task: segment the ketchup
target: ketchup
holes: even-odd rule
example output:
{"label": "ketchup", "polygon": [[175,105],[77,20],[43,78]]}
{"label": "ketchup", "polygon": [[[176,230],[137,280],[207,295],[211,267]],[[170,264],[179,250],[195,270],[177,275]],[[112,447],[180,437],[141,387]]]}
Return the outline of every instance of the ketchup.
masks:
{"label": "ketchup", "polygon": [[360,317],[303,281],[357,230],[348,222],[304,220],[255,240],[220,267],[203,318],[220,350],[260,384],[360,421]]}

----

▸ WHAT TO WORK ON
Please transcribe exactly the line containing "holes: even-odd rule" and every line after it to the end of the data, and no other lines.

▸ FINAL ANSWER
holes: even-odd rule
example output:
{"label": "ketchup", "polygon": [[175,105],[77,20],[43,78]]}
{"label": "ketchup", "polygon": [[[176,230],[137,280],[207,295],[211,267]],[[170,264],[179,250],[195,270],[177,275]],[[112,447],[180,437],[141,387]]]}
Return the outline of every instance of the ketchup.
masks:
{"label": "ketchup", "polygon": [[360,317],[303,281],[357,230],[348,222],[304,220],[255,240],[220,267],[203,318],[220,350],[260,384],[360,421]]}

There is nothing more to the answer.